> [STUDY QUESTIONS]
A – Return everything from "Conclusions: Our results" down to "molecular intracellular components." in the stem cell abstract, copied word for word.
B – According to the stem cell abstract, what fraction of GFP-positive cardiac progenitor cells appeared on the demineralized surface?

> [TEXT PASSAGE]
Modulation of murine embryonic stem cell differentiation and gene expression by scaffold surface modification

Objectives: Cardiac progenitor cells derived from pluripotent cells are a promising cell source for cardiac regenerative therapy. The differentiation of embryonic stem (ES) cells is modulated by a network of molecular parameters but can also be influenced by properties of the surrounding substrate. Therefore, we have tested the hypothesis whether surface modification of the substrate the cells grow on can possibly affect the differentiation of ES cells into cardiac progenitors.

Methods: Murine Nkx2.5-CE-GFP ES cells, in which GFP is driven by a cardiac specific Nkx2.5 enhancer were differentiated into GFP-positive cardiac progenitor cells according to established “hanging drop” protocols. After two days embryoid bodies were collected and distributed onto normal culture dishes and on dentin slices (1.5 cm x 1.5 cm x 700 µm) half of which were subjected to a surface treatment using hydrochloric acid. This leads to demineralization of the surface and concomitant uncovering of the embedded collagen. After seven days the occurrence of GFP-positive cardiac progenitors was quantitated by FACS analysis. Gene expression of candidate genes was evaluated by qRT-PCR on a LightCycler 1.5.

Results: Nkx2.5-CE-GFP ES cells plated on normal culture dishes yielded approximately 1.1 ± 0.1% GFP-positive cardiac progenitor cells after seven days. A similar frequency (1.3 ± 0.1%, p= 0.22) was detected when the cells were plated on untreated dentin chips. On the demineralized surface, the fraction of GFP-positive cardiac progenitors was dramatically reduced to 0.3 ± 0.1% (p< 0.0001). Likewise, the expression of the essential cardiac transcription factor Nkx2.5 was strongly downregulated in these cells (p< 0.001) compared to cells differentiated on untreated dentin chips or on normal culture dishes. Comparable results were obtained with Islet1. In contrast, the expression of Hand2 remained virtually similar under all differentiation conditions. Finally, we analyzed the expression of Tnnt2 as a marker for terminal cardiac differentiation. Again in the population differentiated on the demineralized surface Tnnt2 expression was significantly reduced (p< 0.001).

Conclusions: Our results show that a change in substrate surface can heavily influence the differentiation of ES cells into cardiac precursors. The data suggest an important role of either collagen binding or mechanosensing of ES cells which may possibly be reflected by a selective modulation of certain molecular intracellular components.

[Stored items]
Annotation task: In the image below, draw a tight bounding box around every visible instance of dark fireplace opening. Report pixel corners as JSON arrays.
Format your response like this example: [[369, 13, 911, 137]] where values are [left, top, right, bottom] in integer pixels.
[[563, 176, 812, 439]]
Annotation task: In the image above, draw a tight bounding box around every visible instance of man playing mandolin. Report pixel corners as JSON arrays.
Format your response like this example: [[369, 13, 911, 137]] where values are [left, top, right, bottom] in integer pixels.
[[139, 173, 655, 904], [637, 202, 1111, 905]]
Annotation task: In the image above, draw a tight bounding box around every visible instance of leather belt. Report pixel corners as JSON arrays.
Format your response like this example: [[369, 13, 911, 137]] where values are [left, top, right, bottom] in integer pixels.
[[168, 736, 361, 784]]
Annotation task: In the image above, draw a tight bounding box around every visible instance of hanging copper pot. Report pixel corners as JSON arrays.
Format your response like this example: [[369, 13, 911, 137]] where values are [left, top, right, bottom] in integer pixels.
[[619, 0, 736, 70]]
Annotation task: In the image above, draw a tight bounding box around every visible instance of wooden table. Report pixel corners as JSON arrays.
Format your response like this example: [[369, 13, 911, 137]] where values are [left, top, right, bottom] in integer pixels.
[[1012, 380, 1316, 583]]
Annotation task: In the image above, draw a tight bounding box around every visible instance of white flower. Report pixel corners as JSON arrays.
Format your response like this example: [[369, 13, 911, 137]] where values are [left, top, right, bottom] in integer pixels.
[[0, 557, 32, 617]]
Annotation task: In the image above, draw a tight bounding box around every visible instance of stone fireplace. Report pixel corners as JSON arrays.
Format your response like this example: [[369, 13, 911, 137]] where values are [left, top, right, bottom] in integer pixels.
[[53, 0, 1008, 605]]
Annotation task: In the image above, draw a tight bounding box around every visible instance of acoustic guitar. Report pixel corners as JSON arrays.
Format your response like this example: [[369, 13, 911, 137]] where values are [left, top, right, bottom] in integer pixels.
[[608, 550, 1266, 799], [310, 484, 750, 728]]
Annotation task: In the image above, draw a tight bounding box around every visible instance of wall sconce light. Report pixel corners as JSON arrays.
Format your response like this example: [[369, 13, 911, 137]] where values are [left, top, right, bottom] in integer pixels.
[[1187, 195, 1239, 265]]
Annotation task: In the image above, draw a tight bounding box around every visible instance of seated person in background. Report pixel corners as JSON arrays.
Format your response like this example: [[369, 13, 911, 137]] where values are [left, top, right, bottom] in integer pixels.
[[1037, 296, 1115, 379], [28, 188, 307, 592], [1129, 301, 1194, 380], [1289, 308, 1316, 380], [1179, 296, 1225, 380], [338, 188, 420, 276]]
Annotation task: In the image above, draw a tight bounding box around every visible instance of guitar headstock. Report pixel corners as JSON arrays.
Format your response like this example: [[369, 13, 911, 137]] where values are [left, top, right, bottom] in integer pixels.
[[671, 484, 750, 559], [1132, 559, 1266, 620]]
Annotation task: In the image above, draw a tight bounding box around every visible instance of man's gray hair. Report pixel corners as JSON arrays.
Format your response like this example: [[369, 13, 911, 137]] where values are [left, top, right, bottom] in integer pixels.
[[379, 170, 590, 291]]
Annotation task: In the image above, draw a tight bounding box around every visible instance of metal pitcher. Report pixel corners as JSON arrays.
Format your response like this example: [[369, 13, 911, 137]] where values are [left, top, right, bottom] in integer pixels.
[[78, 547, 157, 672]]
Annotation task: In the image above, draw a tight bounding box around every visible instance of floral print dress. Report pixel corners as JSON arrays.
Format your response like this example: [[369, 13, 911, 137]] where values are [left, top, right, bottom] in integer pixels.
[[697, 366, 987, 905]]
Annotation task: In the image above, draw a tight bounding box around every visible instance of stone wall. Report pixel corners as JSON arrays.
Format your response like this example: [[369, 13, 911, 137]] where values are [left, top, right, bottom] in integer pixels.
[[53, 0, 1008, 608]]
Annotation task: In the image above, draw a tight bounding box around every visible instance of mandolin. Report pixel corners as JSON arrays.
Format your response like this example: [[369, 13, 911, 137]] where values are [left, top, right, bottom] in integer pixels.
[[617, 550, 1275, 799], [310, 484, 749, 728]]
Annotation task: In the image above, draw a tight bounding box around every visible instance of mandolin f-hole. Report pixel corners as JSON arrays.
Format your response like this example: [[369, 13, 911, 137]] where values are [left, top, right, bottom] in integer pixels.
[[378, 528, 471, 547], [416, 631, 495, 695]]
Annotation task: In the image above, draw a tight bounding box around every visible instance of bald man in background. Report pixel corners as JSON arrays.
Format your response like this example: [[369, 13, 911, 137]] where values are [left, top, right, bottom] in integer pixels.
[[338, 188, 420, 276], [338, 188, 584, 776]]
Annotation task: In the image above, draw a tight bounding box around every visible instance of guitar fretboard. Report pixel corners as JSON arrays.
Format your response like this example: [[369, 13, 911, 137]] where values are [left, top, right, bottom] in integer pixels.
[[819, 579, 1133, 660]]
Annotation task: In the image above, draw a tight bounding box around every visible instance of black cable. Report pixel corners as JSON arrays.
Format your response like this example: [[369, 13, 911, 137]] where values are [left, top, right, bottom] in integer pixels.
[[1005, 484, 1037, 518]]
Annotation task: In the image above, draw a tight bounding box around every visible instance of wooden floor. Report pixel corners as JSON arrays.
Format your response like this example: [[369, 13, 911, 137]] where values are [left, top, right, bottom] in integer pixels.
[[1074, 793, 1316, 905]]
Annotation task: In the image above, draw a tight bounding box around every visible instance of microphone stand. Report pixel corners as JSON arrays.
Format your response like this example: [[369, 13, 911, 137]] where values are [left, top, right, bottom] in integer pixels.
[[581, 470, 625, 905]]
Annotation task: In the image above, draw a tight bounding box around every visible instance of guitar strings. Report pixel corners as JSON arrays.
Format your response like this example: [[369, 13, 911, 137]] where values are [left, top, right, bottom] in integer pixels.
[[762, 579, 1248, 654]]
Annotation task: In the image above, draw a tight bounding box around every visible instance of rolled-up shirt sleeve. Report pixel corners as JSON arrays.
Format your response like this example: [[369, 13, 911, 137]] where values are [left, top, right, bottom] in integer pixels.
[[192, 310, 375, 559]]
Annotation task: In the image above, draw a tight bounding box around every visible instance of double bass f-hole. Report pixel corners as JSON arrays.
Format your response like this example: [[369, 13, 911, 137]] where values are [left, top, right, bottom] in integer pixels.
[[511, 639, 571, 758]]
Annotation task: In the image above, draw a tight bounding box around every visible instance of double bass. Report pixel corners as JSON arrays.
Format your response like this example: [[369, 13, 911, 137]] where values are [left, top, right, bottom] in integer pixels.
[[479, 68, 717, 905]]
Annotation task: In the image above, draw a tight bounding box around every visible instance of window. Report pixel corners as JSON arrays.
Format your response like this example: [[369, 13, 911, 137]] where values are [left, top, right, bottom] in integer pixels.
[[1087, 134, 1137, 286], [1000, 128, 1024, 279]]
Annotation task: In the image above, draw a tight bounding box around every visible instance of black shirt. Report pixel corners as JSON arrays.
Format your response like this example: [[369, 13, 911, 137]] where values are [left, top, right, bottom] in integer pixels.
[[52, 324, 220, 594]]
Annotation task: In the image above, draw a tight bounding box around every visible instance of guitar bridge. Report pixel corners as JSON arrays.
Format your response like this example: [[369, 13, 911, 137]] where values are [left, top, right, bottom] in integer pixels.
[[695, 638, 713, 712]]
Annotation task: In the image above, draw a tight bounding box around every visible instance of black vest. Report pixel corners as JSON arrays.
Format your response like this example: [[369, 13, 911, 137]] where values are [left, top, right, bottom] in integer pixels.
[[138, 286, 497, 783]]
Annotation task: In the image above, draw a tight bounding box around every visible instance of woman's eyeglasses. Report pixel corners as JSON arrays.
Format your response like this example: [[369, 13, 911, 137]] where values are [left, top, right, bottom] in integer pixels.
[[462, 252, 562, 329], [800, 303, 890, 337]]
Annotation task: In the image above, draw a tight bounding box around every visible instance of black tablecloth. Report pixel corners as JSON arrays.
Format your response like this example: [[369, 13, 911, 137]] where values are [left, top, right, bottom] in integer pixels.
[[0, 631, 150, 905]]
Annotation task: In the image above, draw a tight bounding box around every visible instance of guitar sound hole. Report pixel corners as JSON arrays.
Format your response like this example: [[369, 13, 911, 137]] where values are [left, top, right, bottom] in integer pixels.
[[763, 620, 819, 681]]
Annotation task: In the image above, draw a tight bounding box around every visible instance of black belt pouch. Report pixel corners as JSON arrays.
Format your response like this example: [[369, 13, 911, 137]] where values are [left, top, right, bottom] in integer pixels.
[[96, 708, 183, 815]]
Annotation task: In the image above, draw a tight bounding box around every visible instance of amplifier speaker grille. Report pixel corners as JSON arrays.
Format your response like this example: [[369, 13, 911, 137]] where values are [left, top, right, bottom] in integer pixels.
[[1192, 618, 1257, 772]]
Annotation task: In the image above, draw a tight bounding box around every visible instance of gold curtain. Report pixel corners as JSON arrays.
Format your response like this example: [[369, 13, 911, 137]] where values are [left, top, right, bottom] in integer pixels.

> [SOLUTIONS TO THE PROBLEMS]
A –
Conclusions: Our results show that a change in substrate surface can heavily influence the differentiation of ES cells into cardiac precursors. The data suggest an important role of either collagen binding or mechanosensing of ES cells which may possibly be reflected by a selective modulation of certain molecular intracellular components.

B – 0.3 ± 0.1%